EXERCISE DIRECTIONS — The word "given" turns up on some lines of this data; say how many, and give no other text.

----

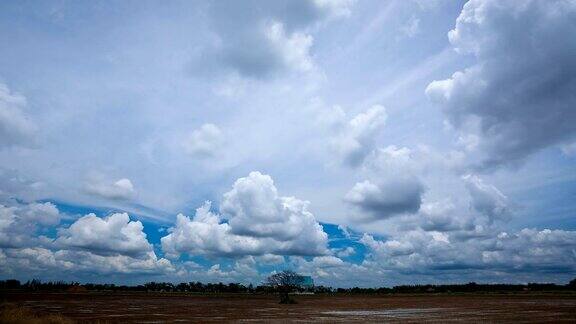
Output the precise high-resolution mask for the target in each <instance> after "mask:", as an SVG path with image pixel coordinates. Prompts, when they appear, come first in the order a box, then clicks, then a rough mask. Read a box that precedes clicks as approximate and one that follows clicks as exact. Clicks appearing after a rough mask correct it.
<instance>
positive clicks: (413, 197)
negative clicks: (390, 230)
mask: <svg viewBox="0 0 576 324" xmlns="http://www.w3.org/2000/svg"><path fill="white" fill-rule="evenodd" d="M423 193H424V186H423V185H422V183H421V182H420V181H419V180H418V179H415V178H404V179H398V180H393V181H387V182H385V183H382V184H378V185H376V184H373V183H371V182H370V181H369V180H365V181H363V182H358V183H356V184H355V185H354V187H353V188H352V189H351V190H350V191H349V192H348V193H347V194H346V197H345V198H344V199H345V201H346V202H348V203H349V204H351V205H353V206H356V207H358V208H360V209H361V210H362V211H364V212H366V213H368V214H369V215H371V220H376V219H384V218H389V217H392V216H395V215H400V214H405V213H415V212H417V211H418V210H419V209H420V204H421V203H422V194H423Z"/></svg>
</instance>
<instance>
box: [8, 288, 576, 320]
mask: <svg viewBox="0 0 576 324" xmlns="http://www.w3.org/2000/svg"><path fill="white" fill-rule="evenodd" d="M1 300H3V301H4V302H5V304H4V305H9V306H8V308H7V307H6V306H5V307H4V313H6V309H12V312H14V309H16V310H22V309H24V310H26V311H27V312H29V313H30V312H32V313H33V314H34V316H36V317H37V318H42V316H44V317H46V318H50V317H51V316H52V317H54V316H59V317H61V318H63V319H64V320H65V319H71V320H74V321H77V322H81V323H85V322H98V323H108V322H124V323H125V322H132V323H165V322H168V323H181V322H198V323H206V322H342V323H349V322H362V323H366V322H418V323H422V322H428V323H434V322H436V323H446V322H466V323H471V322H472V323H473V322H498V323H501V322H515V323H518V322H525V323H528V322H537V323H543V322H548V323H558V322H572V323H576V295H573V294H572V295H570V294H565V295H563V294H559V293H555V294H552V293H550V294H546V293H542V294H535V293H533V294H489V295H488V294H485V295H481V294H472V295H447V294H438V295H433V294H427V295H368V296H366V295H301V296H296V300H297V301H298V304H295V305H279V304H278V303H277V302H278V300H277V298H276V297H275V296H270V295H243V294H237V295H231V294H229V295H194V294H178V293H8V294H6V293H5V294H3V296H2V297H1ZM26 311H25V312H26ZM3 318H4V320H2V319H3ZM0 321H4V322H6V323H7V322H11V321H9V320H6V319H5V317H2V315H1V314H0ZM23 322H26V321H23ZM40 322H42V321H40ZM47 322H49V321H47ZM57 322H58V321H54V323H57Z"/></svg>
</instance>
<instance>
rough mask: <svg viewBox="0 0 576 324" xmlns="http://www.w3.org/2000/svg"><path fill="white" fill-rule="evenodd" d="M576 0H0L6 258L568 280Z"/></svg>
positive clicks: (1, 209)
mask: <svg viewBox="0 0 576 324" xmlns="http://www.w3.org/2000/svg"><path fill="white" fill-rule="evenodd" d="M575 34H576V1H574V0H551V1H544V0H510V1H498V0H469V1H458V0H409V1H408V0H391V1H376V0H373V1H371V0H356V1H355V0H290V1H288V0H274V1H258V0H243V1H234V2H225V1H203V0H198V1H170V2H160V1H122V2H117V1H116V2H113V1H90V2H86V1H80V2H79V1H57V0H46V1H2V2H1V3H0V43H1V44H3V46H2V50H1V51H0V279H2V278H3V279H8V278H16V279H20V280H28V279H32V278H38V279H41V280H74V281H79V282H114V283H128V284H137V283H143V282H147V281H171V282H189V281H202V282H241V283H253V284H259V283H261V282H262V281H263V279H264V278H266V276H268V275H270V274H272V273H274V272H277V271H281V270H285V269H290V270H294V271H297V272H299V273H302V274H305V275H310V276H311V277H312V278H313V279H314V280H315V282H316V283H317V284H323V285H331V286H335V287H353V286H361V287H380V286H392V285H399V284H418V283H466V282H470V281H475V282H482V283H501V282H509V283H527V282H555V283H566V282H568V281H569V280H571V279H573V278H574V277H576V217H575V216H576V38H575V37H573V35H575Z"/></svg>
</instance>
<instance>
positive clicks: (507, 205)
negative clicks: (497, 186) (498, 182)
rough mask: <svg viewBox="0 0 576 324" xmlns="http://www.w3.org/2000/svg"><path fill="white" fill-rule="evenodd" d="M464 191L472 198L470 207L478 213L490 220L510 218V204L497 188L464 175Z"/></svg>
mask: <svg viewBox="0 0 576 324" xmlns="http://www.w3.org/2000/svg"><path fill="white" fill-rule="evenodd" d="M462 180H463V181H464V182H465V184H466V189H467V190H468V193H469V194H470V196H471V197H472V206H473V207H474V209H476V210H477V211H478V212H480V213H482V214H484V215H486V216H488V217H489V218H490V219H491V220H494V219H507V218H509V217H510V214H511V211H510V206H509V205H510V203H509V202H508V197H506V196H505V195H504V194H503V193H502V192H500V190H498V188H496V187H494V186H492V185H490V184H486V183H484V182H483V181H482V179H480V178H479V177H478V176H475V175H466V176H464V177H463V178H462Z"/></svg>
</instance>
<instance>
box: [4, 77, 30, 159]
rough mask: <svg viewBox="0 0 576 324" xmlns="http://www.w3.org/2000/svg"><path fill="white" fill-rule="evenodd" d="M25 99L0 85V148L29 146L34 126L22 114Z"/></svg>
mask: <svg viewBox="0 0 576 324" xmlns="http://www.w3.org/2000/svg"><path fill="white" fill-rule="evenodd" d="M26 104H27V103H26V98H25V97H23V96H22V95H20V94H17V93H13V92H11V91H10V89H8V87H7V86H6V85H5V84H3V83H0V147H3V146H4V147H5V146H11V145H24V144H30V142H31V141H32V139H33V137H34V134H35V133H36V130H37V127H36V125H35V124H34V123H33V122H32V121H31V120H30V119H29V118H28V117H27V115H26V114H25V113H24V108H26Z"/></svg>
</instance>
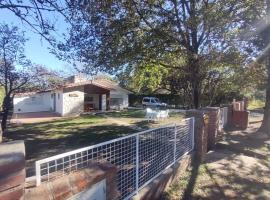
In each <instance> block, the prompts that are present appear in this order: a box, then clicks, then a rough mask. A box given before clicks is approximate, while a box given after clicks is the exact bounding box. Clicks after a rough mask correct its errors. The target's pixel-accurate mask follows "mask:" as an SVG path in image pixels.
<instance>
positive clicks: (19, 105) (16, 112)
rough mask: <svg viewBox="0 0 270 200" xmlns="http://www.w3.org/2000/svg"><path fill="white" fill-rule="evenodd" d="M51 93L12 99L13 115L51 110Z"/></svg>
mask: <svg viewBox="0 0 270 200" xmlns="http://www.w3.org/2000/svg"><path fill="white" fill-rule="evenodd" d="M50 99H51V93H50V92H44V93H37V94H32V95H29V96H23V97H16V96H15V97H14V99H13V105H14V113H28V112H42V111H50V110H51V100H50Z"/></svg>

----

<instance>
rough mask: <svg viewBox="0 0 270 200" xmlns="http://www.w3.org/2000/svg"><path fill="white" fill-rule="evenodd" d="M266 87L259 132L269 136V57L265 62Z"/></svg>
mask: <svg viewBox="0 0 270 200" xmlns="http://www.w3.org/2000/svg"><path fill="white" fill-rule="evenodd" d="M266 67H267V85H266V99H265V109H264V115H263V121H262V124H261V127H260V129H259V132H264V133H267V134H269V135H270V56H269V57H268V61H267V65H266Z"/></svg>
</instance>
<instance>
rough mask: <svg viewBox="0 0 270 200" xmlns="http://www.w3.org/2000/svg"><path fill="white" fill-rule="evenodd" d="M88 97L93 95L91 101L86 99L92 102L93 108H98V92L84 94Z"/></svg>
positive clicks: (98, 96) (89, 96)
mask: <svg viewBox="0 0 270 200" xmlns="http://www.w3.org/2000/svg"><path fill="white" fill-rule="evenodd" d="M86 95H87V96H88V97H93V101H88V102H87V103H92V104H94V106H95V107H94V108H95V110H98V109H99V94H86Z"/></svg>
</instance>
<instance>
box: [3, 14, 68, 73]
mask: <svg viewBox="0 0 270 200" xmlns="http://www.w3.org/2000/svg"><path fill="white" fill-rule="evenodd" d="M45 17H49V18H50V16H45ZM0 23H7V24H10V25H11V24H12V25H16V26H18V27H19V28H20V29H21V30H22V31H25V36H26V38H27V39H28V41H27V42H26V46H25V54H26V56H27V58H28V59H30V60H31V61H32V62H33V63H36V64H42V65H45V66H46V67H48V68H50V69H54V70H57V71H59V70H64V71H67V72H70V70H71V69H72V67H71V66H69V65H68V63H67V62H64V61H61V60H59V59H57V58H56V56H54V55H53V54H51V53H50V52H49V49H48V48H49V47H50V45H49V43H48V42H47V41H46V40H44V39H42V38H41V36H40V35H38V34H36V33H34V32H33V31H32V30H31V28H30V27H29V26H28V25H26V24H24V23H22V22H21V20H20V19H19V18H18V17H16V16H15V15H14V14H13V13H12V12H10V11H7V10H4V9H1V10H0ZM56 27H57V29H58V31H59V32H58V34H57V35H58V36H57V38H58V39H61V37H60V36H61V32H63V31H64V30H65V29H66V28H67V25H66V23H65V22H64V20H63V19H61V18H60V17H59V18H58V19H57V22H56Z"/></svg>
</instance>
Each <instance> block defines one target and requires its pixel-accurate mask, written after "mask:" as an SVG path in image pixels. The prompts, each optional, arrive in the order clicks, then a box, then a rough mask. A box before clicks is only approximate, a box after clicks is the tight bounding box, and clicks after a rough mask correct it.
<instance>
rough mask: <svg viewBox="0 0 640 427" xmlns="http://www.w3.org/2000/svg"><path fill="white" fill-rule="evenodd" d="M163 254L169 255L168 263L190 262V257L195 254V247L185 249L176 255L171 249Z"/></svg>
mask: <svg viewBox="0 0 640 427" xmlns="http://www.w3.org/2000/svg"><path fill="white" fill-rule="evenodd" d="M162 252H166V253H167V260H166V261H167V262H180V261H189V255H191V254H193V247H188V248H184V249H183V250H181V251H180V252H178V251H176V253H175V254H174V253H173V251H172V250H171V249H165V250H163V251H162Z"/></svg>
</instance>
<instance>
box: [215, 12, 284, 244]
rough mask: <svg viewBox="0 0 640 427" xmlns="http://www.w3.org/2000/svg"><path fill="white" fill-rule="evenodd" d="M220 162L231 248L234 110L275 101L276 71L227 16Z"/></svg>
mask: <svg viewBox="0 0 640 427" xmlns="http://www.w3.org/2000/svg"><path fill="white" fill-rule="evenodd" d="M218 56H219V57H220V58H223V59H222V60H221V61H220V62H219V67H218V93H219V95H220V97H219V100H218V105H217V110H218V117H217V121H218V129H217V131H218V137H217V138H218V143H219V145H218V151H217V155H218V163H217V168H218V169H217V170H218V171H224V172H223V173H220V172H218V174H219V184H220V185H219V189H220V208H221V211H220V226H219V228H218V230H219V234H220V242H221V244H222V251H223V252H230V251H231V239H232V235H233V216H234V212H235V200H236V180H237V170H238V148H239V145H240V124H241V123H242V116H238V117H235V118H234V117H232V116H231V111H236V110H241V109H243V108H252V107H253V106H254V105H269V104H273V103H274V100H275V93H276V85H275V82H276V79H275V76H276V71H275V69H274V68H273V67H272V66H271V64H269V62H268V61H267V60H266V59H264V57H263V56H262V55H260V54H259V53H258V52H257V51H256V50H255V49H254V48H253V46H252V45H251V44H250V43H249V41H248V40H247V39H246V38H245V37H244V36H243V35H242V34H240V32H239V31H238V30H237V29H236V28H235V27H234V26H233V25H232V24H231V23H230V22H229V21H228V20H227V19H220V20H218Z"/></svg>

----

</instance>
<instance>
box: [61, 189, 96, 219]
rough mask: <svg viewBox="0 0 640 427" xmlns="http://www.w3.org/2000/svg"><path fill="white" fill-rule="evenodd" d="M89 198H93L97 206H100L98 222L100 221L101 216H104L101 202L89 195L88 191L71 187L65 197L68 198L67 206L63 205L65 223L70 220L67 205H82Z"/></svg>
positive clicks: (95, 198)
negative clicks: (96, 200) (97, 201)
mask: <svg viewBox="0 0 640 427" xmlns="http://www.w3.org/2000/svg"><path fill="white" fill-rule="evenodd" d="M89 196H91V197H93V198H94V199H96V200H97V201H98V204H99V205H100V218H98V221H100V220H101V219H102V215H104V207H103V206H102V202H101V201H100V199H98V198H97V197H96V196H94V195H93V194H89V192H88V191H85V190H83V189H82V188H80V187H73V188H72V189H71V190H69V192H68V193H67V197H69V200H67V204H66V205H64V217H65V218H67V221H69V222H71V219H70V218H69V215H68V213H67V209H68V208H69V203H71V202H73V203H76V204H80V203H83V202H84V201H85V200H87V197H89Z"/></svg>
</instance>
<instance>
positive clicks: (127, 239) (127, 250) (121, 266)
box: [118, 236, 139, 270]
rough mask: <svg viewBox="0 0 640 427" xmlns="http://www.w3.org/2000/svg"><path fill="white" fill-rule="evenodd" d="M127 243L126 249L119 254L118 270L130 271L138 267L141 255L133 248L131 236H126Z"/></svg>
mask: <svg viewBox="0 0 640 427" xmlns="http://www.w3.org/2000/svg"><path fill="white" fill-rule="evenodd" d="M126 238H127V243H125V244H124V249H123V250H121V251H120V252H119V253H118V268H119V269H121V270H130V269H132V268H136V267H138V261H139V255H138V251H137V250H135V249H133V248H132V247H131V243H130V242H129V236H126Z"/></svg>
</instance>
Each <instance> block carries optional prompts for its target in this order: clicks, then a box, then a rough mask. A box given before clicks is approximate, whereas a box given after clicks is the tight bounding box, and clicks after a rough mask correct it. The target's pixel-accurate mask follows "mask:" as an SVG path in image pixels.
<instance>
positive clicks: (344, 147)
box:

----

RESPONSE TO THE TASK — 2